**WORK INSTRUCTION 1**:
Render this sentence from the passage on Scottish charmstones into Spanish: "In Scotland, in common with most world communities, we have a rich legacy of charms and amulets existing in many forms throughout our history and guessed at in our prehistory."
**WORK INSTRUCTION 2**:
According to the passage on Scottish charmstones, where did Saint Columba pick up his miraculous stone?
**WORK INSTRUCTION 3**:
Extend the passage on Scottish charmstones by one paragraph that follows on from its final sentence.

**DOCUMENT SECTION**:

:::::

Charmstones have the power to fascinate and to inspire when we see them in pictures or enshrined in glass cases; we may even have one sitting on the mantelpiece! We understand them as reflections of folk belief or part of a transcendental or even supernatural world. In Scotland, in common with most world communities, we have a rich legacy of charms and amulets existing in many forms throughout our history and guessed at in our prehistory. What does this mean while medicine was as much faith as understanding? Or how can we better understand Saint Columba when he picked up his miraculous stone from the bed of the River Ness? Was this charismatic figure of our earliest history ‘saint’ or ‘seer’? This is the material culture of a supposed ‘otherworld’, offering daily protection from disease and death and tangible evidence of how people faced a pandemic. As the stuff of museum displays, charms and amulets become disassociated from their lifescapes context and, more importantly, from language and belief systems that are still part of our daily experience.

:::::

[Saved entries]
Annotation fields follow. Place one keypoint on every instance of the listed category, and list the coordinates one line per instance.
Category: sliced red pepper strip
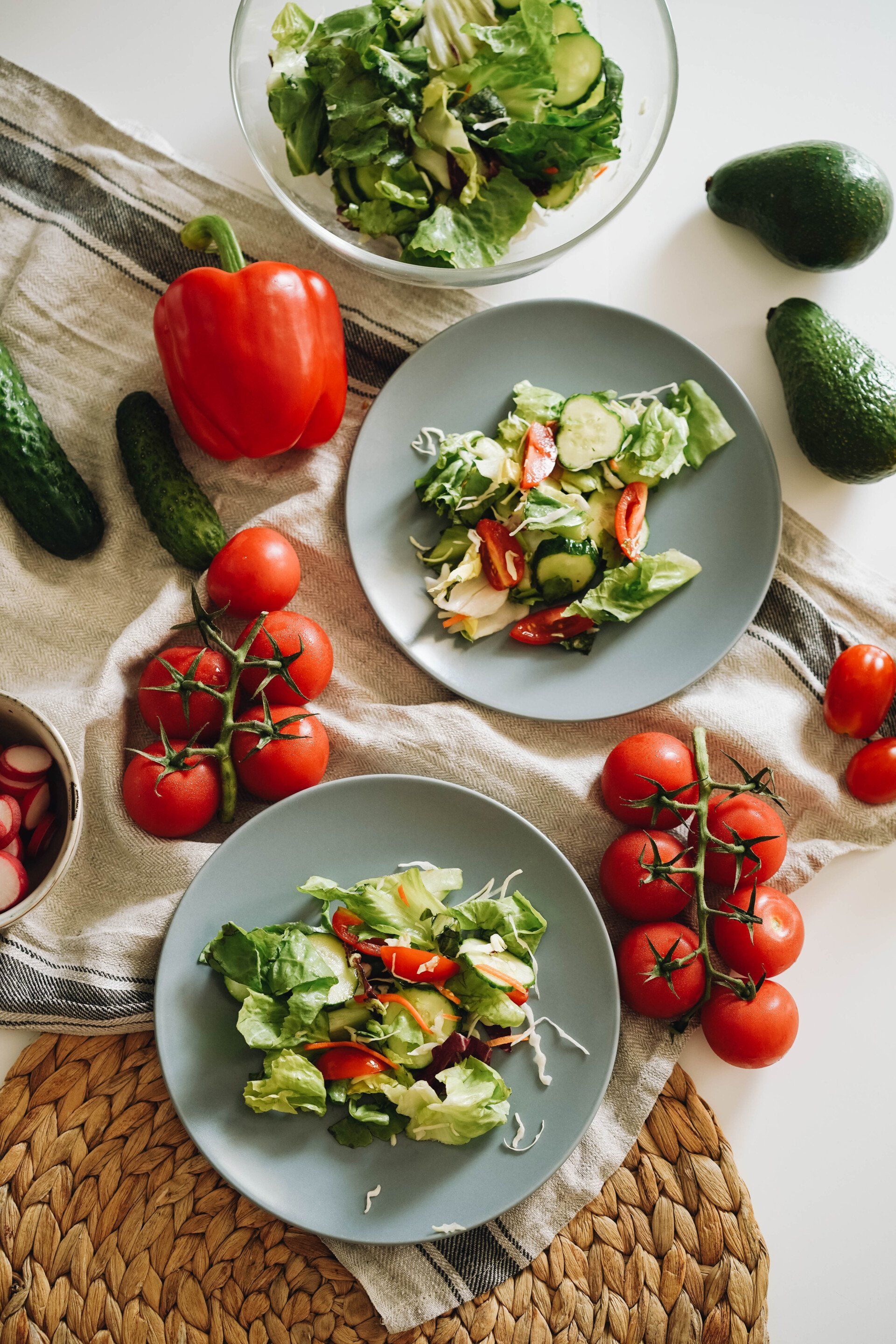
(539, 455)
(629, 521)
(343, 921)
(502, 554)
(550, 627)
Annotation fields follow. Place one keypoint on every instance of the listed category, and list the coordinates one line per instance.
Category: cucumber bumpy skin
(181, 515)
(38, 483)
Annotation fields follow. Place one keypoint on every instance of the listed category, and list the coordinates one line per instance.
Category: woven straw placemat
(113, 1230)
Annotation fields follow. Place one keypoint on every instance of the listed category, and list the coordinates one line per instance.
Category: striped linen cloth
(89, 240)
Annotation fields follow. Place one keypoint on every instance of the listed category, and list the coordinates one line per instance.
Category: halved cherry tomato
(860, 690)
(629, 521)
(414, 964)
(539, 455)
(343, 923)
(502, 554)
(550, 627)
(352, 1062)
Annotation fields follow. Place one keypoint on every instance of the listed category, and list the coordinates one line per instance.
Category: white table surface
(813, 1136)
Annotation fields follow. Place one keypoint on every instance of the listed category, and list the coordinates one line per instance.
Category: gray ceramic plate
(291, 1166)
(726, 515)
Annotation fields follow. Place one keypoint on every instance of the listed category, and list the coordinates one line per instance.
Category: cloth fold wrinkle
(91, 218)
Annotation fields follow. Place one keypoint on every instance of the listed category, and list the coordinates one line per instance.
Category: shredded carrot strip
(407, 1007)
(503, 975)
(350, 1045)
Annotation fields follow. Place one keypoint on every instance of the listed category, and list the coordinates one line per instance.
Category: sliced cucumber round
(566, 19)
(334, 953)
(589, 432)
(562, 567)
(496, 967)
(578, 60)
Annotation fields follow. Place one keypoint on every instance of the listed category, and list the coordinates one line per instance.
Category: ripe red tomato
(756, 1034)
(256, 572)
(285, 767)
(633, 763)
(183, 803)
(655, 998)
(312, 668)
(776, 943)
(629, 888)
(860, 690)
(871, 775)
(166, 707)
(751, 818)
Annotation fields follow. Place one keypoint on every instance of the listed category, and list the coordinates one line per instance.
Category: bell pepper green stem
(213, 233)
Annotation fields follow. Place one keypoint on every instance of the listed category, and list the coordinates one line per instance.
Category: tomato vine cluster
(736, 840)
(233, 715)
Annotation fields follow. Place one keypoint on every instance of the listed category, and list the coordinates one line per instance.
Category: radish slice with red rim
(15, 848)
(14, 881)
(10, 819)
(34, 804)
(26, 763)
(42, 835)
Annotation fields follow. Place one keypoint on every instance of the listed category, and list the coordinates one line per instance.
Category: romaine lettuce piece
(625, 593)
(656, 451)
(473, 236)
(512, 917)
(476, 1100)
(481, 998)
(707, 427)
(291, 1084)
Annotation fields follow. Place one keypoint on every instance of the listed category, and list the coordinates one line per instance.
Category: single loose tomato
(871, 775)
(628, 885)
(774, 944)
(647, 991)
(281, 767)
(860, 690)
(751, 818)
(293, 635)
(550, 627)
(351, 1062)
(756, 1034)
(178, 805)
(630, 770)
(256, 572)
(204, 713)
(414, 964)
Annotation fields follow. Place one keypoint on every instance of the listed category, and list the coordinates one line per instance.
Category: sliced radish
(14, 788)
(10, 819)
(14, 881)
(15, 848)
(42, 835)
(34, 804)
(26, 763)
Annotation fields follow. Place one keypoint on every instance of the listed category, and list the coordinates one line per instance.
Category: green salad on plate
(445, 124)
(392, 1008)
(546, 526)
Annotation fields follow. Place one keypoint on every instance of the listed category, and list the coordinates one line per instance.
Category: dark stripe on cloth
(152, 245)
(479, 1259)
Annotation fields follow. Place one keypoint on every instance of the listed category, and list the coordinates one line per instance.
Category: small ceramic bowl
(19, 723)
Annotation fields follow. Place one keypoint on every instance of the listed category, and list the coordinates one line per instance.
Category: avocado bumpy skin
(840, 393)
(816, 205)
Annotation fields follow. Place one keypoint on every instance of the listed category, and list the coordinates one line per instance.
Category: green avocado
(841, 396)
(816, 205)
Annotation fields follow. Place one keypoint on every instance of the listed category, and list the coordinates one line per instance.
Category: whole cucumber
(181, 515)
(38, 483)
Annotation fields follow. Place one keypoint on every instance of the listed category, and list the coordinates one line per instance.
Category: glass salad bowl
(637, 34)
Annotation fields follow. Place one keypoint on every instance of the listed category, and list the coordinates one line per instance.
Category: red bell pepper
(254, 357)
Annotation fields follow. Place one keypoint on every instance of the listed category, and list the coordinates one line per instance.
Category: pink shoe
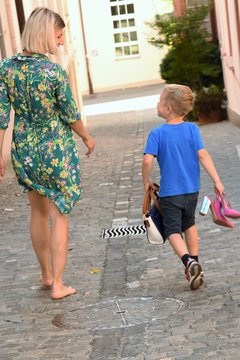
(227, 209)
(217, 216)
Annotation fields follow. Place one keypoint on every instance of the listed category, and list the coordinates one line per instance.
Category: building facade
(228, 25)
(116, 39)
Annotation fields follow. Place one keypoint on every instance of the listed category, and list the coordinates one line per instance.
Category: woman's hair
(179, 97)
(39, 31)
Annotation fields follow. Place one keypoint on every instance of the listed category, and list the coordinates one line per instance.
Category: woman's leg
(40, 234)
(58, 249)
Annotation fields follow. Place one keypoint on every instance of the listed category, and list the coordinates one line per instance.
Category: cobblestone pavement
(133, 301)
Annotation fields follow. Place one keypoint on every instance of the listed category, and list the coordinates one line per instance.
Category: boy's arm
(147, 164)
(207, 162)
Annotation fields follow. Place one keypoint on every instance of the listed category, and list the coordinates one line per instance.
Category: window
(124, 28)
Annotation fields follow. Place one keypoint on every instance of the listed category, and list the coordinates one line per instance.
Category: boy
(178, 147)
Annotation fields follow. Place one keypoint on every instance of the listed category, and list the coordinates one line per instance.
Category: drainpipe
(90, 86)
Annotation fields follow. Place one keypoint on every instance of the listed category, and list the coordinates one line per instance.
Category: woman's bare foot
(62, 292)
(46, 282)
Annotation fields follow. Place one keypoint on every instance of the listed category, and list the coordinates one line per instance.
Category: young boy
(178, 147)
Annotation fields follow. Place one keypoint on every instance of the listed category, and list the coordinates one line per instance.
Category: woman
(44, 153)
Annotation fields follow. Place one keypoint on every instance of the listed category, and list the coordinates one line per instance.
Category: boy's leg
(178, 213)
(178, 244)
(191, 236)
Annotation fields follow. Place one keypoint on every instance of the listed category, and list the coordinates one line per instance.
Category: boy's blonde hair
(179, 97)
(39, 31)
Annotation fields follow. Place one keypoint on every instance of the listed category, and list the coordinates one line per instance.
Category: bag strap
(151, 196)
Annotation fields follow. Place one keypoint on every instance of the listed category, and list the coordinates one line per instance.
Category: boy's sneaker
(194, 274)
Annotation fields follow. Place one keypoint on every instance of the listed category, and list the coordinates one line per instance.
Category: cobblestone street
(133, 300)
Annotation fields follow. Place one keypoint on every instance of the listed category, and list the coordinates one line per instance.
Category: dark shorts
(178, 212)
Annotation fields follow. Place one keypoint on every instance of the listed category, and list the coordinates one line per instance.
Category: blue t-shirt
(176, 148)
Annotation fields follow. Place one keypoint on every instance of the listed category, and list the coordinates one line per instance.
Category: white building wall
(227, 13)
(107, 71)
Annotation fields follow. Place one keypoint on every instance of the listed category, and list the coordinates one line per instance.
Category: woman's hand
(90, 143)
(2, 167)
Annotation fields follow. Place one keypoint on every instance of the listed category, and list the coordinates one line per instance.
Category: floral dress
(44, 153)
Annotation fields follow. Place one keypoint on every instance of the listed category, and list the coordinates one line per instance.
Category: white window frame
(127, 29)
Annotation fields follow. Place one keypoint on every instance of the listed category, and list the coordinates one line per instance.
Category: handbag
(152, 216)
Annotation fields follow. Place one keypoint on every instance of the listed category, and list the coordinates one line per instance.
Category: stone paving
(133, 301)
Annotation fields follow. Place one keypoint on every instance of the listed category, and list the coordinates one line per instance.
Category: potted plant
(209, 104)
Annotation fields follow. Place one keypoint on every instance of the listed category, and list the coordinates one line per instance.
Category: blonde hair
(179, 97)
(39, 31)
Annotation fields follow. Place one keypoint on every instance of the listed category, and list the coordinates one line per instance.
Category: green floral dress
(44, 153)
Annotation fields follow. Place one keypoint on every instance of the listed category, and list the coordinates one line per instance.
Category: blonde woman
(44, 153)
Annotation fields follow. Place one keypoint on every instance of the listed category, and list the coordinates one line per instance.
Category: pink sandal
(227, 209)
(217, 216)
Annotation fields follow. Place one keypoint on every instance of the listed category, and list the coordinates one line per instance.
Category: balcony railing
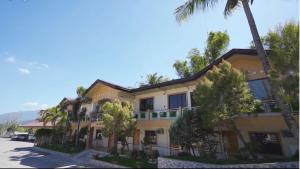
(160, 114)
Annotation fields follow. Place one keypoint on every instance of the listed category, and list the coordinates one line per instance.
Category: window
(176, 101)
(268, 143)
(150, 137)
(146, 104)
(258, 88)
(98, 134)
(193, 102)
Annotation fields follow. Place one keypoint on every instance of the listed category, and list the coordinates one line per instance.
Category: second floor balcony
(266, 107)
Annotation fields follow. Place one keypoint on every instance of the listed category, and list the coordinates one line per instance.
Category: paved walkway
(17, 154)
(171, 163)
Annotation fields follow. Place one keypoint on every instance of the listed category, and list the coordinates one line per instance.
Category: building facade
(156, 107)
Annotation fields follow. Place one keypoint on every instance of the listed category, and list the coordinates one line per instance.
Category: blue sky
(49, 47)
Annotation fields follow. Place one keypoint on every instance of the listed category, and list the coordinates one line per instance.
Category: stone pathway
(172, 163)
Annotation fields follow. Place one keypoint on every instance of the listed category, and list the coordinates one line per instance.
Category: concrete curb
(53, 152)
(174, 163)
(99, 163)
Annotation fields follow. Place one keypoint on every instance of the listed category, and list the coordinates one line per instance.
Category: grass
(230, 161)
(132, 163)
(63, 148)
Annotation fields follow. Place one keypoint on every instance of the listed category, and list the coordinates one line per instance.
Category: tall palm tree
(76, 108)
(55, 116)
(184, 11)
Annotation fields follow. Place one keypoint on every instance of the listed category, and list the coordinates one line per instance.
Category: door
(136, 137)
(230, 142)
(91, 134)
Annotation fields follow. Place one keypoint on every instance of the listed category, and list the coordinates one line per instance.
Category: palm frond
(230, 6)
(184, 11)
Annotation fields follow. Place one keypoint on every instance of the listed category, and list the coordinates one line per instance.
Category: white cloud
(24, 71)
(10, 59)
(31, 104)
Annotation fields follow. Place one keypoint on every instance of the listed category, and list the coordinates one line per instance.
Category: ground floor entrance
(268, 143)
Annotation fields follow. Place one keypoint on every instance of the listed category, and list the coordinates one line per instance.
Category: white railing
(161, 114)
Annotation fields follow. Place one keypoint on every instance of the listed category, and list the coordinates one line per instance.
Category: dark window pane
(146, 104)
(258, 89)
(176, 101)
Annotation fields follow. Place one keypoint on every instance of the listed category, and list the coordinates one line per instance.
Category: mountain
(20, 116)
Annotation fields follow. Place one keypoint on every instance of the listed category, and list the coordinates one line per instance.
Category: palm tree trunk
(286, 112)
(238, 133)
(77, 133)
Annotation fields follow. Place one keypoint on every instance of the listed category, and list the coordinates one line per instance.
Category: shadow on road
(34, 159)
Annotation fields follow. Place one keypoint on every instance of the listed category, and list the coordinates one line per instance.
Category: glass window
(176, 101)
(193, 102)
(259, 89)
(150, 137)
(146, 104)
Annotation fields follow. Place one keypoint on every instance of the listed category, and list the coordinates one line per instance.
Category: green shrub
(172, 113)
(154, 115)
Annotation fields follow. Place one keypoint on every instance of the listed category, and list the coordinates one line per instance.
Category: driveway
(17, 154)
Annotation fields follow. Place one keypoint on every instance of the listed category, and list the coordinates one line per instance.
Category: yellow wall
(250, 64)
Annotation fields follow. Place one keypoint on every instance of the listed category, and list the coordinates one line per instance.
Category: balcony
(160, 114)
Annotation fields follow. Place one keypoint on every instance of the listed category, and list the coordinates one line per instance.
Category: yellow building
(157, 106)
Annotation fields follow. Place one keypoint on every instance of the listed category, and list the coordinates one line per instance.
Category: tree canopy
(283, 44)
(154, 78)
(217, 43)
(223, 94)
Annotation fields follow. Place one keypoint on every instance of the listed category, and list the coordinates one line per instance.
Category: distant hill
(21, 116)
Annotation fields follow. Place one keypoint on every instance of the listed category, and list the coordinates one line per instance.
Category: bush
(43, 136)
(183, 154)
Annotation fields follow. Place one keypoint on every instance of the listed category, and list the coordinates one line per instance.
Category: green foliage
(222, 94)
(55, 116)
(182, 131)
(184, 11)
(80, 91)
(284, 58)
(11, 126)
(154, 79)
(182, 68)
(217, 43)
(196, 64)
(118, 119)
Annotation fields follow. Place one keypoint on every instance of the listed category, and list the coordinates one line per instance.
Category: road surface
(17, 154)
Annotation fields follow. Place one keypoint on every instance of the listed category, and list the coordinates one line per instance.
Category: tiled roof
(181, 80)
(37, 123)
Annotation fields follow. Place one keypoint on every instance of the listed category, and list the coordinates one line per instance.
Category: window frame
(174, 94)
(268, 95)
(146, 98)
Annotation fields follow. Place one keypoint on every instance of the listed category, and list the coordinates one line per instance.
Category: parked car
(19, 137)
(31, 137)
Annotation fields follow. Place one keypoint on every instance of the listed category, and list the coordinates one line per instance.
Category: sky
(49, 47)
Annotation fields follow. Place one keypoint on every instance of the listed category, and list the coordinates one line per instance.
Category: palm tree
(76, 108)
(184, 11)
(55, 116)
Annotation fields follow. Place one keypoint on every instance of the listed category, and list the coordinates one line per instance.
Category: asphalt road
(17, 154)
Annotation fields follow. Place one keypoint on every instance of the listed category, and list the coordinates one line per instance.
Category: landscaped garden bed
(128, 162)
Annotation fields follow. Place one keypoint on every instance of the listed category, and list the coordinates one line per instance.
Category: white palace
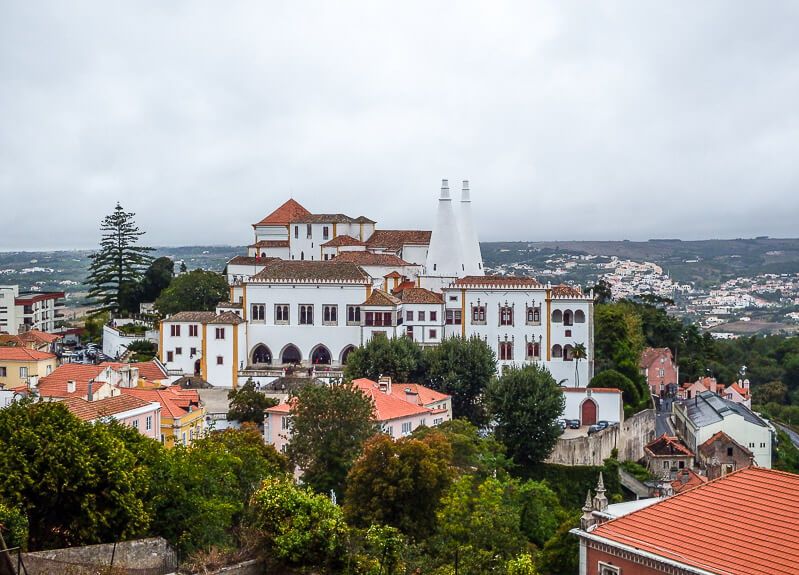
(313, 287)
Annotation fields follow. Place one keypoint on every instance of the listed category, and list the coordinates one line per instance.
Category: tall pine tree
(117, 267)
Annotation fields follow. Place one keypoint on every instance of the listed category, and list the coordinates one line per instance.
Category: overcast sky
(573, 120)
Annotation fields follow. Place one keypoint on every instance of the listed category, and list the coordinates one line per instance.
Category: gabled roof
(93, 410)
(285, 214)
(420, 295)
(759, 504)
(381, 298)
(667, 446)
(395, 239)
(8, 353)
(291, 271)
(343, 240)
(371, 259)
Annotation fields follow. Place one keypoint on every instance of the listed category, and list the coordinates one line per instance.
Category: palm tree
(578, 354)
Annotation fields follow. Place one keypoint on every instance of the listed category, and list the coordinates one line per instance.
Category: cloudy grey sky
(573, 120)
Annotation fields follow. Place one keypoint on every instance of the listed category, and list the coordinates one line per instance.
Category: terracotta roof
(192, 317)
(651, 354)
(707, 449)
(759, 504)
(667, 446)
(55, 384)
(395, 239)
(687, 479)
(497, 281)
(285, 214)
(92, 410)
(420, 295)
(322, 219)
(343, 240)
(381, 298)
(329, 271)
(149, 370)
(8, 353)
(270, 244)
(175, 402)
(371, 259)
(387, 407)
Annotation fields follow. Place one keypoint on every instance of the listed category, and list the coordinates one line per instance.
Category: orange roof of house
(760, 504)
(55, 384)
(92, 410)
(23, 354)
(285, 214)
(175, 401)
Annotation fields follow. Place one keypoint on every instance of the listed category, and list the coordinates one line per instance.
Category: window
(306, 314)
(353, 315)
(281, 313)
(330, 315)
(453, 317)
(258, 312)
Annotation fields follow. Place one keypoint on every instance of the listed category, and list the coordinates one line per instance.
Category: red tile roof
(760, 505)
(23, 354)
(92, 410)
(371, 259)
(285, 214)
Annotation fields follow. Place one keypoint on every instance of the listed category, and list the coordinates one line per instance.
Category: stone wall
(629, 439)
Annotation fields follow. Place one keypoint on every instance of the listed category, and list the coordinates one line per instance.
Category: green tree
(613, 379)
(462, 368)
(76, 482)
(195, 291)
(248, 404)
(525, 404)
(117, 267)
(399, 358)
(299, 527)
(329, 427)
(157, 278)
(391, 478)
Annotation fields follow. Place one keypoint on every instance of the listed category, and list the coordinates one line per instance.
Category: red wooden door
(588, 412)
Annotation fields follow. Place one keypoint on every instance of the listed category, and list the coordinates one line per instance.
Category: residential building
(399, 408)
(21, 366)
(660, 370)
(21, 312)
(675, 536)
(721, 455)
(143, 416)
(698, 419)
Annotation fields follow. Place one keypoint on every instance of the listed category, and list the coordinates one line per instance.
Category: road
(662, 422)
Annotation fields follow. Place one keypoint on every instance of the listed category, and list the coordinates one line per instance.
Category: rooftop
(764, 520)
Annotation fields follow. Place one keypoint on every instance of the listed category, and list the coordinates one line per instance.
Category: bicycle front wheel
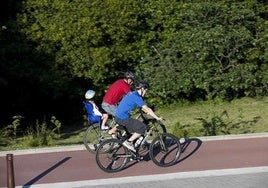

:::::

**EXERCISE ANSWER 1**:
En Escocia, al igual que la mayoría de las comunidades del mundo, tenemos un rico legado de talismanes y amuletos que han existido en muchas formas a lo largo de nuestra historia y que se intuyen en nuestra prehistoria.

**EXERCISE ANSWER 2**:
From the bed of the River Ness.

**EXERCISE ANSWER 3**:
Speaker Bio

Professor Hugh Cheape has devised and teaches a postgraduate programme, MSc Cultar Dùthchasach agus Eachdraidh na Gàidhealtachd (‘Material Culture and Gàidhealtachd History’), at Sabhal Mòr Ostaig, the National Centre for Gaelic Language and Culture. He holds a Research Chair in the University of the Highlands and Islands. The MSc has grown out of his curatorial and ethnological work during a career in the National Museums of Scotland. He has published widely in the subject fields of ethnology and musicology, including studies in Scottish agricultural history, vernacular architecture, piping, tartans and dye analysis, pottery, charms and amulets and talismanic belief.